### DOKUMENTABSCHNITT
★ ★ ★ ★ ★ ★ ★

Umdenken gefragt – 29. Sonntag im Jahreskreis B

Aus dem Evangelium nach Markus, Kapitel 10
In jener Zeit
35 traten Jakobus und Johannes, die Söhne des Zebedäus, zu Jesus und sagten: Meister, wir möchten, dass du uns eine Bitte erfüllst.
36 Er antwortete: Was soll ich für euch tun?
37 Sie sagten zu ihm: Lass in deiner Herrlichkeit einen von uns rechts und den andern links neben dir sitzen.
38 Jesus erwiderte: Ihr wisst nicht, um was ihr bittet. Könnt ihr den Kelch trinken, den ich trinke, oder die Taufe auf euch nehmen, mit der ich getauft werde?
39 Sie antworteten: Wir können es. Da sagte Jesus zu ihnen: Ihr werdet den Kelch trinken, den ich trinke, und die Taufe empfangen, mit der ich getauft werde.
40 Doch den Platz zu meiner Rechten und zu meiner Linken habe nicht ich zu vergeben; dort werden die sitzen, für die es bestimmt ist.
41 Als die zehn anderen Jünger das hörten, wurden sie sehr ärgerlich über Jakobus und Johannes.
42 Da rief Jesus sie zu sich und sagte: Ihr wisst, dass die, die als Herrscher gelten, ihre Völker unterdrücken und ihre Großen ihre Macht gegen sie gebrauchen.

★ ★ ★ ★ ★ ★ ★

### ZEILEN DES DATENSATZES
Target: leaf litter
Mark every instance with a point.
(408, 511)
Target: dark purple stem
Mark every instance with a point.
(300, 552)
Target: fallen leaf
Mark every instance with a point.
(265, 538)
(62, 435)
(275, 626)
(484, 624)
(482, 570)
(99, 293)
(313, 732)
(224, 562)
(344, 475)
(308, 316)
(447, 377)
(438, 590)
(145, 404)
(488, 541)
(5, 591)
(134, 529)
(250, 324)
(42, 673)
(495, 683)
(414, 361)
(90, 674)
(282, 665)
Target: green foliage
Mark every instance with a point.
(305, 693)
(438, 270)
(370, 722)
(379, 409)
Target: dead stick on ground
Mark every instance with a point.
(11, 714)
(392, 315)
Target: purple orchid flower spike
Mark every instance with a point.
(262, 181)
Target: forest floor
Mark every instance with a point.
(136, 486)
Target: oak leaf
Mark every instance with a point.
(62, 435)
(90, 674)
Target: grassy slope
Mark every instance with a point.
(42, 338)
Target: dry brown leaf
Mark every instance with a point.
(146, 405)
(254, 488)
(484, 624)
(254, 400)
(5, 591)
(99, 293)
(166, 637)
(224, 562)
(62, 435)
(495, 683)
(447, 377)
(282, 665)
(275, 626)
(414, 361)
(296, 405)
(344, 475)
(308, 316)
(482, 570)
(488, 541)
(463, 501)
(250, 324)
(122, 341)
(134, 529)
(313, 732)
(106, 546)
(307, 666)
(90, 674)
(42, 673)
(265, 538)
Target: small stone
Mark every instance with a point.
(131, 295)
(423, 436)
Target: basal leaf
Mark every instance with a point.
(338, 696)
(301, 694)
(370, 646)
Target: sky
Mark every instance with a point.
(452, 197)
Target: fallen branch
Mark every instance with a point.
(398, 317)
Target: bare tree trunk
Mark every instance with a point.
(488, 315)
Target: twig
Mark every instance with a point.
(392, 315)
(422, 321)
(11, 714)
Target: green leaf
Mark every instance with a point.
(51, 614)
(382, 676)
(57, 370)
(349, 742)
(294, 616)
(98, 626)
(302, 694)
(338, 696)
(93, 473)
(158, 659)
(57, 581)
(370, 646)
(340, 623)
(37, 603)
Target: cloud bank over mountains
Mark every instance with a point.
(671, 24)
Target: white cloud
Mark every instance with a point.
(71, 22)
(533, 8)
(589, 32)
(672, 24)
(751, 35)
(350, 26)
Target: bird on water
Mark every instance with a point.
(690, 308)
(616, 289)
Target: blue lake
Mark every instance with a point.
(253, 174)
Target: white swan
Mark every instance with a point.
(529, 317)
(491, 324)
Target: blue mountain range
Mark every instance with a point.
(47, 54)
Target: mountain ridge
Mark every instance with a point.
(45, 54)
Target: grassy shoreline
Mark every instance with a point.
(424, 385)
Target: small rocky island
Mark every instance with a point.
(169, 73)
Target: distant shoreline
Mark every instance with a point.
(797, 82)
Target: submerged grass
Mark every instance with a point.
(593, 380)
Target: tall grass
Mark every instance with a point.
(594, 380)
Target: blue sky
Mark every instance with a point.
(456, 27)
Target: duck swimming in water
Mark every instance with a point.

★ ★ ★ ★ ★ ★ ★

### AUFGABENSTELLUNG
Gib den Evangelientext wortgetreu wieder, von „37 Sie sagten“ bis einschließlich „Jakobus und Johannes.“. Die Zeilen werden hierfür nicht gebraucht.

### LÖSUNG DER AUFGABE
37 Sie sagten zu ihm: Lass in deiner Herrlichkeit einen von uns rechts und den andern links neben dir sitzen.
38 Jesus erwiderte: Ihr wisst nicht, um was ihr bittet. Könnt ihr den Kelch trinken, den ich trinke, oder die Taufe auf euch nehmen, mit der ich getauft werde?
39 Sie antworteten: Wir können es. Da sagte Jesus zu ihnen: Ihr werdet den Kelch trinken, den ich trinke, und die Taufe empfangen, mit der ich getauft werde.
40 Doch den Platz zu meiner Rechten und zu meiner Linken habe nicht ich zu vergeben; dort werden die sitzen, für die es bestimmt ist.
41 Als die zehn anderen Jünger das hörten, wurden sie sehr ärgerlich über Jakobus und Johannes.